LAPACK  3.6.1
LAPACK: Linear Algebra PACKage
subroutine dgghrd ( character  COMPQ,
character  COMPZ,
integer  N,
integer  ILO,
integer  IHI,
double precision, dimension( lda, * )  A,
integer  LDA,
double precision, dimension( ldb, * )  B,
integer  LDB,
double precision, dimension( ldq, * )  Q,
integer  LDQ,
double precision, dimension( ldz, * )  Z,
integer  LDZ,
integer  INFO 
)

DGGHRD

Download DGGHRD + dependencies [TGZ] [ZIP] [TXT]

Purpose:
 DGGHRD reduces a pair of real matrices (A,B) to generalized upper
 Hessenberg form using orthogonal transformations, where A is a
 general matrix and B is upper triangular.  The form of the
 generalized eigenvalue problem is
    A*x = lambda*B*x,
 and B is typically made upper triangular by computing its QR
 factorization and moving the orthogonal matrix Q to the left side
 of the equation.

 This subroutine simultaneously reduces A to a Hessenberg matrix H:
    Q**T*A*Z = H
 and transforms B to another upper triangular matrix T:
    Q**T*B*Z = T
 in order to reduce the problem to its standard form
    H*y = lambda*T*y
 where y = Z**T*x.

 The orthogonal matrices Q and Z are determined as products of Givens
 rotations.  They may either be formed explicitly, or they may be
 postmultiplied into input matrices Q1 and Z1, so that

      Q1 * A * Z1**T = (Q1*Q) * H * (Z1*Z)**T

      Q1 * B * Z1**T = (Q1*Q) * T * (Z1*Z)**T

 If Q1 is the orthogonal matrix from the QR factorization of B in the
 original equation A*x = lambda*B*x, then DGGHRD reduces the original
 problem to generalized Hessenberg form.

——

* Stated goal 1:
Name every argument that the DGGHRD documentation page declares as double precision.
* Stated goal 2:
Answer these from the DGGHRD documentation page:
(a) What form does the page say the input matrix B has?
(b) As products of what are the orthogonal matrices Q and Z determined?
(c) How is y defined in the standard form H*y = lambda*T*y?
The items that come next have no connection to the DGGHRD documentation page.

——

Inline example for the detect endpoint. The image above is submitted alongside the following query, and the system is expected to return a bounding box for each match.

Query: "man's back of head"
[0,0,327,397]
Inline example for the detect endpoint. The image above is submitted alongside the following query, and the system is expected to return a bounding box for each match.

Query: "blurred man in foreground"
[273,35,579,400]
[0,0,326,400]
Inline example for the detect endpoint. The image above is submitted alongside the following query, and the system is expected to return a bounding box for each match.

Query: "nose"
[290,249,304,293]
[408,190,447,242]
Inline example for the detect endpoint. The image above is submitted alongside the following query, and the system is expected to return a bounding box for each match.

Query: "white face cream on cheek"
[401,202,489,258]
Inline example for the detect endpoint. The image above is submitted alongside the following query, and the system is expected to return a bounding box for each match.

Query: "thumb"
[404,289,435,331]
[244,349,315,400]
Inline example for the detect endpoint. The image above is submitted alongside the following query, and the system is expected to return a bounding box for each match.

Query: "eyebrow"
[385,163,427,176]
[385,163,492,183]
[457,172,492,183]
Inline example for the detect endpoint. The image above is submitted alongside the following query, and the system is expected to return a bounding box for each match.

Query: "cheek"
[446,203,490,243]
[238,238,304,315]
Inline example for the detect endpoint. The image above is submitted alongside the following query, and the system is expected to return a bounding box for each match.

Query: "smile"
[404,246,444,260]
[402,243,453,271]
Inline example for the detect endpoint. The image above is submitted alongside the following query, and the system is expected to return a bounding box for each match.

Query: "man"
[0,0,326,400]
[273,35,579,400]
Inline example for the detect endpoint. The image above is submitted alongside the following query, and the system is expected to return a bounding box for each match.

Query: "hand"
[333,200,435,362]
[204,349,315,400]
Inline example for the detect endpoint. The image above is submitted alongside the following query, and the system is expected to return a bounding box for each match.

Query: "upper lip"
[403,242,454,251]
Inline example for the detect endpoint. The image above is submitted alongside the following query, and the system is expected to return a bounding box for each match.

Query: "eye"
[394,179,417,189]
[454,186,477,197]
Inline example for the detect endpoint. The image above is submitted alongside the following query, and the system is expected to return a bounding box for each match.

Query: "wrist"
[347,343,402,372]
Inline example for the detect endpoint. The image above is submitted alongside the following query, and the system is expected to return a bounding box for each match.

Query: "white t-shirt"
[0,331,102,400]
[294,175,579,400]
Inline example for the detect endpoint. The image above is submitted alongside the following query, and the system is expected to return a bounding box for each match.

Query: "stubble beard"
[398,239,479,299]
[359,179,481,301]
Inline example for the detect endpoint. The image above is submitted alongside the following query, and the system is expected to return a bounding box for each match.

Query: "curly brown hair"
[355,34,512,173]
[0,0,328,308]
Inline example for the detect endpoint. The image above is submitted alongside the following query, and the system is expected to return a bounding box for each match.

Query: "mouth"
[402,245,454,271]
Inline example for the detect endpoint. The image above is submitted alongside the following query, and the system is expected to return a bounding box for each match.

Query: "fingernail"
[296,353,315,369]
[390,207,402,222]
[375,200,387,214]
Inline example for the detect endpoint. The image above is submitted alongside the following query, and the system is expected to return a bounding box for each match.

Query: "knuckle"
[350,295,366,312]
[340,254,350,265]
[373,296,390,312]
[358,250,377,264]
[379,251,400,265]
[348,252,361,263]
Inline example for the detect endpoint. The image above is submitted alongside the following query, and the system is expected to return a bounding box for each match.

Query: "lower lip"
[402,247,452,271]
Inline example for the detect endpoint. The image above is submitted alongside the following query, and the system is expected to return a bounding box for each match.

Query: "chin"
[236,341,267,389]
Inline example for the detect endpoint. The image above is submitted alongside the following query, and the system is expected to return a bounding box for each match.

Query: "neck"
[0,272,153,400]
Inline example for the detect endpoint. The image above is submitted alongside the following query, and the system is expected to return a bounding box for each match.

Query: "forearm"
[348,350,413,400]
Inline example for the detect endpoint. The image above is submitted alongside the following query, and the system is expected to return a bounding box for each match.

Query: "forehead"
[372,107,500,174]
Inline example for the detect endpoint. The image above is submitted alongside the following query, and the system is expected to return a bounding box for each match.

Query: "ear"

——

* Right answer 1:
A, B, Q, Z

* Right answer 2:
(a) Upper triangular
(b) Givens rotations
(c) y = Z**T*x